> **Task details**
Copy out the entries in full and with complete accuracy; pictures are excluded.
* * * * * * *
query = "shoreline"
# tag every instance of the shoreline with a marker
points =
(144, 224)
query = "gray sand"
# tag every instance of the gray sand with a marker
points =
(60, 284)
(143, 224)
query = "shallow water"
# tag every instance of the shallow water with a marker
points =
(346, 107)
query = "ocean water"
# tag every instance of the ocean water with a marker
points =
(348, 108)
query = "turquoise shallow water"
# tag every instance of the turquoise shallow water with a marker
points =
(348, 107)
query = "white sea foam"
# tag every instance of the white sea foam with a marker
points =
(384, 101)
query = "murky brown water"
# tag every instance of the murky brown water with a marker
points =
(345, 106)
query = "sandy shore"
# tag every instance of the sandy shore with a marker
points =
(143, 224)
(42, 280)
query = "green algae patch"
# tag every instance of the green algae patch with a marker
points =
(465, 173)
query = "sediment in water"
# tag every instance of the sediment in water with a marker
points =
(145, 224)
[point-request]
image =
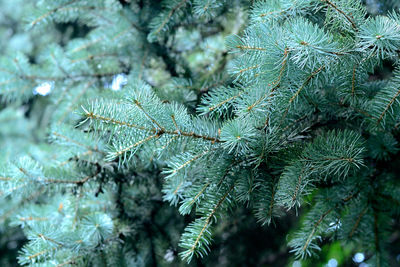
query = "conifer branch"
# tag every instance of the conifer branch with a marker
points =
(224, 102)
(208, 220)
(91, 115)
(44, 16)
(246, 47)
(138, 143)
(388, 106)
(348, 17)
(168, 17)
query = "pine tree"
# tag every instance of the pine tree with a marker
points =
(207, 105)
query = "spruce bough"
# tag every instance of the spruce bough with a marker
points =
(288, 116)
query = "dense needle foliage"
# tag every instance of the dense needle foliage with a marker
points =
(131, 131)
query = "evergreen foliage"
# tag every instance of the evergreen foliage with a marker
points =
(208, 105)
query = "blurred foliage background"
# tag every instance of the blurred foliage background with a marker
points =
(240, 240)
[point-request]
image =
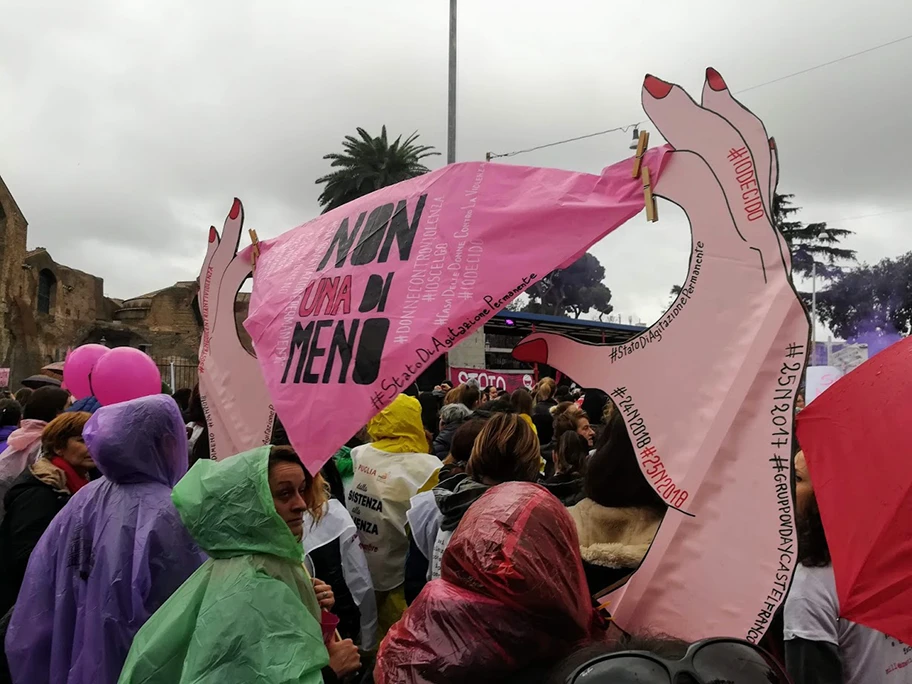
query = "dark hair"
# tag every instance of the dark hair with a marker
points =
(570, 454)
(10, 412)
(568, 421)
(182, 397)
(201, 450)
(489, 408)
(464, 439)
(430, 412)
(46, 404)
(23, 395)
(56, 434)
(470, 396)
(813, 549)
(594, 404)
(506, 450)
(522, 401)
(613, 476)
(195, 413)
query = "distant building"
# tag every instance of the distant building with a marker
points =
(47, 308)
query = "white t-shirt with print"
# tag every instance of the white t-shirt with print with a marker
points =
(868, 656)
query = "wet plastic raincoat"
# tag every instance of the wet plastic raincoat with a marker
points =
(111, 557)
(250, 613)
(512, 594)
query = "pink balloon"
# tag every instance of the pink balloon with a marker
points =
(78, 366)
(124, 374)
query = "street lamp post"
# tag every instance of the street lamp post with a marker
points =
(451, 100)
(814, 307)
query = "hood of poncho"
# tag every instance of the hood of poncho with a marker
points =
(228, 509)
(144, 440)
(398, 428)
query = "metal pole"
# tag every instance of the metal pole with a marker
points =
(451, 102)
(814, 309)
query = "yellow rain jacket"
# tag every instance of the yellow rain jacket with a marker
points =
(388, 472)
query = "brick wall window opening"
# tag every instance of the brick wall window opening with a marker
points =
(47, 285)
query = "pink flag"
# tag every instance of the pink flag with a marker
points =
(349, 309)
(708, 391)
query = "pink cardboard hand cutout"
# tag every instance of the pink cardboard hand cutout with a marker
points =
(348, 309)
(235, 399)
(708, 391)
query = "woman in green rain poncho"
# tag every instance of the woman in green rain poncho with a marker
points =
(249, 614)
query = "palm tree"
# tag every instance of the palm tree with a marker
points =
(368, 164)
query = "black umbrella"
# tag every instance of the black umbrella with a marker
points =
(39, 381)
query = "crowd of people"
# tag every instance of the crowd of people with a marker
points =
(461, 536)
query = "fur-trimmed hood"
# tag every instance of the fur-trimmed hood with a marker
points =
(614, 537)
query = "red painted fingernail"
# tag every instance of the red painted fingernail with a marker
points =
(534, 351)
(715, 80)
(656, 86)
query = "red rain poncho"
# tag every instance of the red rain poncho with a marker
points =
(512, 594)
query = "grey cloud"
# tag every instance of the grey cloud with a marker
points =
(128, 128)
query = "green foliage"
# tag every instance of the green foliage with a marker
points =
(368, 164)
(810, 243)
(870, 298)
(574, 290)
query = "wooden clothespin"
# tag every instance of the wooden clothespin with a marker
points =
(256, 248)
(642, 144)
(652, 214)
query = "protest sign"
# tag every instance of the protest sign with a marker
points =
(348, 309)
(508, 382)
(708, 391)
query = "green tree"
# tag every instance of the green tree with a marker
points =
(574, 290)
(812, 242)
(870, 300)
(368, 164)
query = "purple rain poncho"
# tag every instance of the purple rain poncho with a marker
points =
(111, 557)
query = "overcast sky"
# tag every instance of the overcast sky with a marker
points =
(126, 127)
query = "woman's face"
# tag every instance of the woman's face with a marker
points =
(77, 455)
(584, 429)
(288, 485)
(804, 490)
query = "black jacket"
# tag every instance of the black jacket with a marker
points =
(443, 441)
(327, 562)
(31, 505)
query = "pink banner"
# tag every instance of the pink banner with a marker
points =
(708, 391)
(348, 309)
(508, 382)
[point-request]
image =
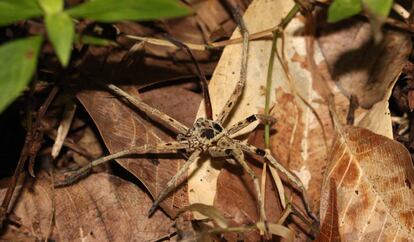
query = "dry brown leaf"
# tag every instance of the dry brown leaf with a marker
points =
(204, 180)
(101, 207)
(374, 177)
(236, 196)
(329, 231)
(122, 127)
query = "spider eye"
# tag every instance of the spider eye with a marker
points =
(207, 133)
(217, 127)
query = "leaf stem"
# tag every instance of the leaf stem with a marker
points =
(276, 33)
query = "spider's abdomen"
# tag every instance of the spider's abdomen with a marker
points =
(206, 130)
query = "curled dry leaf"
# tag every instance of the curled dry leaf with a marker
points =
(99, 208)
(208, 211)
(236, 197)
(374, 177)
(122, 127)
(329, 231)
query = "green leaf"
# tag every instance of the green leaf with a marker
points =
(51, 6)
(92, 40)
(117, 10)
(18, 61)
(342, 9)
(15, 10)
(379, 7)
(61, 32)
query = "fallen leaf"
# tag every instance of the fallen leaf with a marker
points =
(329, 231)
(374, 177)
(122, 127)
(236, 196)
(101, 207)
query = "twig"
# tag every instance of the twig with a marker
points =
(276, 33)
(30, 149)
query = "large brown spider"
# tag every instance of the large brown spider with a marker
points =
(206, 135)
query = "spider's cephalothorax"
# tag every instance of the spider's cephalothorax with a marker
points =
(204, 134)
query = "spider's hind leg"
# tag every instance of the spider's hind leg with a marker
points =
(265, 119)
(290, 176)
(239, 156)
* * * * * * *
> **Output below**
query = "shoreline"
# tag every instance of the shoreline with a marker
points =
(144, 224)
query = "gray sand"
# tag every instance of the gray sand with a marker
points =
(60, 284)
(143, 224)
query = "shallow water"
# tag every instance of the shallow water with a marker
points =
(346, 107)
query = "ocean water"
# tag every instance of the ocean water with a marker
points =
(348, 108)
query = "turquoise shallow water"
# tag every instance of the turquoise shallow water with a marker
points =
(348, 107)
query = "white sea foam"
# tag every instance of the white sea foam with a marker
points =
(384, 101)
query = "murky brown water"
# tag every instance of the murky brown water with a marker
points =
(345, 106)
query = "sandy shore"
# tag every instance of the sandy shore with a marker
points =
(143, 224)
(42, 280)
query = "green algae patch"
# tag every instance of the green algae patch with a marker
points =
(465, 173)
query = "sediment in water"
# tag every instance of the sediment in water with a marker
points =
(145, 224)
[point-request]
image =
query = "conifer branch"
# tag every instance of the conifer branch with a marker
points =
(224, 102)
(208, 220)
(91, 115)
(44, 16)
(246, 47)
(138, 143)
(388, 106)
(348, 17)
(168, 17)
query = "pine tree"
# tag every instance of the pine tree with a marker
points =
(207, 105)
query = "spruce bough"
# tag every instance of the spruce bough with a marker
points =
(288, 116)
query = "dense needle foliage"
# tag every instance of the dense needle foliage with a marker
points =
(131, 131)
query = "evergreen foliage"
# tag every instance of the evergreen foliage with a marker
points =
(208, 105)
query = "blurred foliage background"
# tag every instance of the blurred foliage background with a marker
points =
(240, 240)
[point-request]
image =
query = "dark hair"
# tag every instance of the dark hair with a marker
points =
(570, 454)
(10, 412)
(568, 421)
(182, 397)
(201, 450)
(489, 408)
(464, 439)
(430, 412)
(46, 404)
(23, 395)
(56, 434)
(470, 396)
(813, 549)
(594, 404)
(506, 450)
(522, 401)
(613, 476)
(195, 413)
query = "distant building"
# tag every instance of the distant building with a marker
points =
(47, 308)
query = "white t-shirt with print"
# tag every instance of the white t-shirt with print with a marker
points =
(868, 656)
query = "wet plastic raincoat"
# tag every instance of the wet plastic raincoat with a marker
points =
(111, 557)
(250, 613)
(512, 594)
query = "pink balloon"
# tag every instance of the pink balloon with a marker
points =
(78, 366)
(124, 374)
query = "street lamp post"
# tag every instance of the street lamp post with a marker
points =
(451, 100)
(814, 307)
query = "hood of poncho"
# tag every instance of the hood of poncho with a marker
points =
(228, 509)
(144, 440)
(398, 428)
query = "metal pole"
# tag every instance of the metal pole with a marker
points =
(451, 102)
(814, 309)
query = "yellow rain jacket"
# tag every instance of the yellow rain jacket with a marker
points =
(388, 472)
query = "brick wall window opening"
# tag every instance of the brick wall window opening with a marker
points =
(47, 285)
query = "pink flag"
# tag every instance of the pink flag with a marker
points =
(349, 309)
(708, 391)
query = "pink cardboard hand cutout"
# tag every instance of the pink cardboard hand cutout with a marker
points =
(348, 309)
(235, 399)
(708, 391)
query = "woman in green rain poncho"
# tag every instance of the woman in green rain poncho with a marker
points =
(249, 614)
query = "palm tree"
# tag every instance of the palm tree with a marker
points =
(368, 164)
query = "black umbrella"
# tag every instance of the black umbrella with a marker
points =
(39, 381)
query = "crowd of people"
# tag every instance of the crowd of people with a marker
points =
(461, 536)
query = "fur-trimmed hood"
# tag every instance of the fur-trimmed hood with a marker
points =
(614, 537)
query = "red painted fingernail"
# tag every instance of the red painted fingernail with a marker
points =
(534, 351)
(715, 80)
(656, 86)
query = "red rain poncho"
# tag every instance of the red rain poncho with a marker
points =
(512, 594)
query = "grey cloud"
# tag every instance of the grey cloud with a marker
points =
(128, 128)
query = "green foliage"
# tag every instance of the green foliage with a marker
points =
(368, 164)
(810, 243)
(870, 298)
(574, 290)
query = "wooden clothespin"
# tag every instance of the wooden clothespin with a marker
points =
(256, 248)
(642, 144)
(652, 214)
query = "protest sign"
# tag every instance of the protest sign with a marker
points =
(348, 309)
(508, 382)
(708, 391)
query = "green tree"
# tag every instance of the green tree with a marker
points =
(574, 290)
(812, 242)
(870, 300)
(368, 164)
query = "purple rain poncho"
# tag every instance of the purple rain poncho with a marker
points =
(111, 557)
query = "overcast sky"
# tag every instance of the overcast sky with a marker
points =
(126, 127)
query = "woman's face"
# tag every instance of the woman's face with a marker
points =
(77, 455)
(584, 429)
(288, 485)
(804, 490)
query = "black jacket"
# tag every instance of the black jacket with a marker
points =
(443, 441)
(327, 562)
(31, 505)
query = "pink banner"
# tag every instance of the pink banner with a marker
points =
(708, 391)
(348, 309)
(508, 382)
[point-request]
image =
query = "dry brown leaf"
# tag every instance of the dry brown leaf with a marker
points =
(204, 180)
(101, 207)
(374, 177)
(236, 196)
(329, 231)
(122, 127)
query = "spider eye"
# tag every instance of the spider eye with a marker
points =
(207, 133)
(217, 127)
query = "leaf stem"
# tag every instance of the leaf stem with a marker
points =
(276, 33)
query = "spider's abdomen"
# tag every instance of the spider's abdomen with a marker
points =
(206, 130)
query = "curled dry leaf"
# tag every instance of the curled dry leaf with a marker
points =
(99, 208)
(208, 211)
(236, 197)
(374, 177)
(122, 127)
(329, 231)
query = "green leaf"
# tag every instance of the green leaf with a marker
points =
(51, 6)
(92, 40)
(117, 10)
(18, 61)
(342, 9)
(15, 10)
(379, 7)
(61, 32)
query = "fallen leaf"
# tag every instance of the fallen leaf with a marker
points =
(329, 231)
(374, 177)
(122, 127)
(236, 196)
(101, 207)
query = "twig"
# tag every instance of the twig with a marker
points =
(276, 33)
(30, 149)
query = "large brown spider"
# tag every instance of the large brown spider with a marker
points =
(206, 135)
query = "spider's cephalothorax"
# tag every instance of the spider's cephalothorax with a marker
points =
(204, 134)
query = "spider's hind leg"
# tag every instance of the spider's hind leg with a marker
points =
(265, 119)
(290, 176)
(239, 156)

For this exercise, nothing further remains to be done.